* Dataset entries

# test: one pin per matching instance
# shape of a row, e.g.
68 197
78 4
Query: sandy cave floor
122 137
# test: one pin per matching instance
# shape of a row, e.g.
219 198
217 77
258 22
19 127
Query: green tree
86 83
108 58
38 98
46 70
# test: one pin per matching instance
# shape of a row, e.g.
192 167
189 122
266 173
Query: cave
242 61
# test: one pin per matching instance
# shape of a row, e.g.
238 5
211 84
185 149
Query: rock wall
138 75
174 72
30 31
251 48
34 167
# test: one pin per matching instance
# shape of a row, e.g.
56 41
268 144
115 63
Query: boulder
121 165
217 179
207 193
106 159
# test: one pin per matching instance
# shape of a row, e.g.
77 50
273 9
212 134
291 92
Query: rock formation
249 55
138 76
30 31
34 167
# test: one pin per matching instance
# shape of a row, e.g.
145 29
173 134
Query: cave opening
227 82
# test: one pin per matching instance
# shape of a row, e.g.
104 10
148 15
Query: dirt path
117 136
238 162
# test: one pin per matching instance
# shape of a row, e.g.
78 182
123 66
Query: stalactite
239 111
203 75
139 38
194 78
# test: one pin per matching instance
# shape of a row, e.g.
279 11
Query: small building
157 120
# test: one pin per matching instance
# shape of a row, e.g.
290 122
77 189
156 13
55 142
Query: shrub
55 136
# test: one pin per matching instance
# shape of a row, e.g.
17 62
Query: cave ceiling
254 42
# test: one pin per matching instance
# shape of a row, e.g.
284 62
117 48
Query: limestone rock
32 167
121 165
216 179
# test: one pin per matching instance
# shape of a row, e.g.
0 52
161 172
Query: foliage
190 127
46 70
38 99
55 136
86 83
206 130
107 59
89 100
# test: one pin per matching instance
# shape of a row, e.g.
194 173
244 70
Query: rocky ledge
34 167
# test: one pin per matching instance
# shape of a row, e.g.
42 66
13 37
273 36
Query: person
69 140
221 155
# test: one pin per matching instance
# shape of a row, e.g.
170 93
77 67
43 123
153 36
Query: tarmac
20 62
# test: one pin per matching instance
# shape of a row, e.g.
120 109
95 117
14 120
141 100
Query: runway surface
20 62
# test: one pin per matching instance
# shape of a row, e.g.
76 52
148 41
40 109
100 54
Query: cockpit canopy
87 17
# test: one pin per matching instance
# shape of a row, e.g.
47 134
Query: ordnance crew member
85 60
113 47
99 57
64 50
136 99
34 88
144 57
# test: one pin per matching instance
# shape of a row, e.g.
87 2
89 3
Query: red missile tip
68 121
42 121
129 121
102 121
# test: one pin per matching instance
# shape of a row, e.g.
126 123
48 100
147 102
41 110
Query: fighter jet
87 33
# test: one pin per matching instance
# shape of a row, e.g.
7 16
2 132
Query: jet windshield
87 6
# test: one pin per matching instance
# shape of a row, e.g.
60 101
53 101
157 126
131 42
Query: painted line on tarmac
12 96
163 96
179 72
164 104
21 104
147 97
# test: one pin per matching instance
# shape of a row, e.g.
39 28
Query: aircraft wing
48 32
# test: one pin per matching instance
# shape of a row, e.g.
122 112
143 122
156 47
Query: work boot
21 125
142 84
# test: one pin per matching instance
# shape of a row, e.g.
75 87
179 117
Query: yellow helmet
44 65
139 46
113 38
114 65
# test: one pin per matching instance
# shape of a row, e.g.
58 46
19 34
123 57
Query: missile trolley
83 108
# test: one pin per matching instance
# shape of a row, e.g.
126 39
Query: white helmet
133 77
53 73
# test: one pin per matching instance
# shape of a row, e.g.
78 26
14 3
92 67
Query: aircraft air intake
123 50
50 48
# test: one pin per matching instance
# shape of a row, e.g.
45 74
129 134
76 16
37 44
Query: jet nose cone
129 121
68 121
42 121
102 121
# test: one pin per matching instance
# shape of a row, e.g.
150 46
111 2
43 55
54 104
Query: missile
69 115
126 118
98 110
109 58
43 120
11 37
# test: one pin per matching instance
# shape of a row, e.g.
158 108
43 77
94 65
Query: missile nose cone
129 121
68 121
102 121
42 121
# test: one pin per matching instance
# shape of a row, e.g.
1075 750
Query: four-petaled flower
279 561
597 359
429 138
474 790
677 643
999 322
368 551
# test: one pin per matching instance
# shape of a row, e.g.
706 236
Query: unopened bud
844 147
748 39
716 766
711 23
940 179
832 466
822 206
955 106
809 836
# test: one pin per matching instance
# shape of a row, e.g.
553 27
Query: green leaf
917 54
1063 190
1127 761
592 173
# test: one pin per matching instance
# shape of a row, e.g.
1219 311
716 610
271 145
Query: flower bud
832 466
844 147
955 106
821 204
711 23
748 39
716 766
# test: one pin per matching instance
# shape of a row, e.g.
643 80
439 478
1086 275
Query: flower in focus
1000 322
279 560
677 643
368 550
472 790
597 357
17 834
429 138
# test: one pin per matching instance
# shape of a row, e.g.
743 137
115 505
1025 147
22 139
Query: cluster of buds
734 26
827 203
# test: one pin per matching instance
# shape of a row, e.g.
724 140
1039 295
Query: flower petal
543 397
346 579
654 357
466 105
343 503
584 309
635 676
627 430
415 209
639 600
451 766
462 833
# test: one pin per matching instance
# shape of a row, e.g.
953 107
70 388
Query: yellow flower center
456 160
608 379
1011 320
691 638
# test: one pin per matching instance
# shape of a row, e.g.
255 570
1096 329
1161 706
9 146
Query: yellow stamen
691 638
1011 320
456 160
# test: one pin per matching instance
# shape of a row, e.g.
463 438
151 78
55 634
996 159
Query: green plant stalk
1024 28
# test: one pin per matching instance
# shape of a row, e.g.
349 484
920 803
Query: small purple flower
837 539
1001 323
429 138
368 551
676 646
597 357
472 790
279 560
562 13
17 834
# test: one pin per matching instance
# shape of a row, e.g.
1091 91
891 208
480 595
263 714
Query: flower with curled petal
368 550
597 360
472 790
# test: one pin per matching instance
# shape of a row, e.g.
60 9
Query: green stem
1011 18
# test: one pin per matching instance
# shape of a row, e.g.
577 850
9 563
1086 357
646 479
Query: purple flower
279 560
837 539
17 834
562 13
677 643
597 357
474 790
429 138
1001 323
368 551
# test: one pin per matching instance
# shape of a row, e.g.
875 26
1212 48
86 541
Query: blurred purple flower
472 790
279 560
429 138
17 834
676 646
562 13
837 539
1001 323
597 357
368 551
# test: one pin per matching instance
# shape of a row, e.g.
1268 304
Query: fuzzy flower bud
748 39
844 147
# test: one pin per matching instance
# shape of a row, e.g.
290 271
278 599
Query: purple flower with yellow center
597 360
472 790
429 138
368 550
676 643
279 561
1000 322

* Action item
Reproduce the entries above in full and exactly.

* Written response
# test: one pin per matching instance
# shape of a row, e.g.
68 197
78 4
Query: sandy cave floor
122 137
# test: one pin per matching instance
# shape of a row, e.g.
219 198
217 77
258 22
19 127
Query: green tree
86 83
108 58
38 98
46 70
# test: one pin per matching instance
# shape of a row, e.g.
192 167
189 122
266 173
Query: cave
242 61
# test: one pin per matching instance
# shape of a row, e.g.
238 5
211 84
185 149
Query: rock wall
138 75
174 72
30 31
251 48
34 167
# test: one pin per matching instance
# shape of a row, e.g.
56 41
268 144
115 63
Query: boulder
121 165
217 179
207 193
106 159
# test: one pin per matching instance
# shape of a row, e.g.
77 50
273 9
212 134
291 92
Query: rock formation
249 55
138 76
30 31
34 167
# test: one pin per matching instance
# shape of a row, e.g.
145 29
173 134
Query: cave opening
227 82
# test: one pin per matching instance
# shape of a row, e.g.
104 10
148 15
Query: dirt path
117 136
238 162
# test: one pin per matching instance
# shape of a row, e.g.
78 182
123 66
Query: stalactite
239 111
203 75
139 38
194 78
# test: one pin per matching instance
# shape of a row, e.g.
279 11
Query: small building
157 120
# test: one pin per matching instance
# shape of a row, e.g.
290 122
77 189
156 13
55 142
Query: shrub
55 136
# test: one pin per matching instance
# shape of a row, e.g.
17 62
Query: cave ceiling
254 42
# test: one pin per matching instance
# shape of a row, e.g.
284 62
117 48
Query: limestone rock
32 167
121 165
216 179
# test: one pin per matching instance
# shape of a row, e.g.
0 52
161 172
Query: foliage
190 127
46 70
38 99
55 136
86 83
206 130
107 59
89 100
# test: one pin per matching instance
# shape of a row, e.g.
194 173
244 70
Query: rocky ledge
34 167
# test: one pin per matching instance
# shape of a row, e.g.
42 66
13 37
273 36
Query: person
69 140
221 155
# test: one pin per matching instance
# shape of a row, e.g.
170 93
77 67
43 123
153 36
Query: tarmac
20 62
# test: one pin per matching instance
# shape of a row, e.g.
120 109
95 117
14 120
141 100
Query: runway surface
20 62
# test: one pin per matching instance
# shape of a row, e.g.
76 52
148 41
40 109
100 54
Query: cockpit canopy
87 17
# test: one pin per matching instance
# shape of a row, e.g.
47 134
Query: ordnance crew member
85 60
113 47
99 57
64 50
136 99
34 88
144 57
# test: one pin per matching instance
# shape of a row, e.g.
87 2
89 3
Query: red missile tip
68 121
42 121
129 121
102 121
# test: one pin per matching instance
# shape of a row, e.g.
126 123
48 100
147 102
41 110
Query: fighter jet
87 33
# test: one pin per matching instance
# shape of a row, e.g.
7 16
2 132
Query: jet windshield
87 6
# test: one pin per matching instance
# shape of a row, e.g.
60 101
53 101
157 126
131 42
Query: painted line on tarmac
12 96
163 96
179 72
164 104
21 104
147 97
# test: one pin per matching instance
# shape of a row, e.g.
39 28
Query: aircraft wing
48 32
# test: one pin per matching instance
# shape of a row, e.g.
122 112
143 122
156 47
Query: work boot
21 125
142 84
# test: one pin per matching instance
# shape of a row, e.g.
75 87
179 117
Query: yellow helmet
44 65
139 46
113 38
114 65
# test: one pin per matching instance
# shape of a row, e.g.
58 46
19 34
123 57
Query: missile trolley
83 108
# test: one pin per matching instance
# shape of a row, e.g.
126 39
Query: white helmet
133 77
53 73
# test: one pin per matching instance
# shape of a row, e.g.
78 26
14 3
92 67
Query: aircraft air intake
123 50
50 48
# test: one pin per matching instance
# shape of a row, e.g.
45 74
129 134
76 16
37 44
Query: jet nose cone
129 121
68 121
42 121
102 121
# test: one pin per matching instance
# shape of a row, e.g.
150 46
111 2
43 55
54 104
Query: missile
69 115
126 118
98 110
109 58
43 120
11 37
# test: one pin per matching instance
# shape of a row, e.g.
158 108
43 77
94 65
Query: missile nose cone
129 121
68 121
102 121
42 121
# test: one pin per matching instance
# shape of a row, e.g.
1075 750
Query: four-petaled flower
279 561
597 359
429 138
474 790
677 643
999 322
368 551
# test: one pin per matching instance
# shape of a row, e.g.
706 236
Query: unopened bud
844 147
748 39
716 766
711 23
940 179
832 466
822 206
955 106
809 836
# test: one pin per matching instance
# shape of a row, e.g.
553 27
Query: green leaf
917 54
1063 190
1127 761
592 173
# test: one pin per matching instance
# shape of a row, e.g.
1219 311
716 610
271 145
Query: flower bud
832 466
844 147
955 106
821 204
711 23
748 39
716 766
# test: one pin per matching instance
# shape of a row, e.g.
643 80
439 478
1086 275
Query: flower in focus
1000 322
279 560
677 643
368 550
472 790
597 357
17 834
429 138
# test: one pin per matching instance
# shape of a row, e.g.
743 137
115 505
1025 147
22 139
Query: cluster of buds
734 26
827 203
# test: one pin per matching instance
# shape of a row, e.g.
724 140
1039 295
Query: flower petal
543 397
346 579
654 357
466 105
343 503
584 309
635 676
627 430
415 209
639 600
451 766
462 833
# test: one pin per matching instance
# shape of a row, e.g.
953 107
70 388
Query: yellow flower center
456 160
608 379
1011 320
691 638
# test: one pin per matching instance
# shape of a row, e.g.
255 570
1096 329
1161 706
9 146
Query: yellow stamen
691 638
1011 320
456 160
# test: one pin per matching instance
# shape of a row, e.g.
463 438
151 78
55 634
996 159
Query: green plant stalk
1024 28
# test: one pin per matching instance
# shape of a row, e.g.
349 484
920 803
Query: small purple flower
837 539
1001 323
429 138
368 551
676 646
597 357
472 790
279 560
562 13
17 834
# test: one pin per matching instance
# shape of a row, e.g.
1091 91
891 208
480 595
263 714
Query: flower with curled petal
368 550
597 360
472 790
# test: one pin per matching instance
# shape of a row, e.g.
60 9
Query: green stem
1011 18
# test: one pin per matching instance
# shape of a row, e.g.
577 850
9 563
1086 357
646 479
Query: purple flower
279 560
837 539
17 834
562 13
677 643
597 357
474 790
429 138
1001 323
368 551
# test: one pin per matching instance
# shape of a row, e.g.
875 26
1212 48
86 541
Query: blurred purple flower
472 790
279 560
429 138
17 834
676 646
562 13
837 539
1001 323
597 357
368 551
# test: one pin per matching instance
# shape of a row, e.g.
1268 304
Query: fuzzy flower bud
748 39
844 147
# test: one pin per matching instance
# shape of a row, e.g.
290 271
278 599
Query: purple flower with yellow center
597 360
472 790
429 138
368 550
676 643
279 561
1000 322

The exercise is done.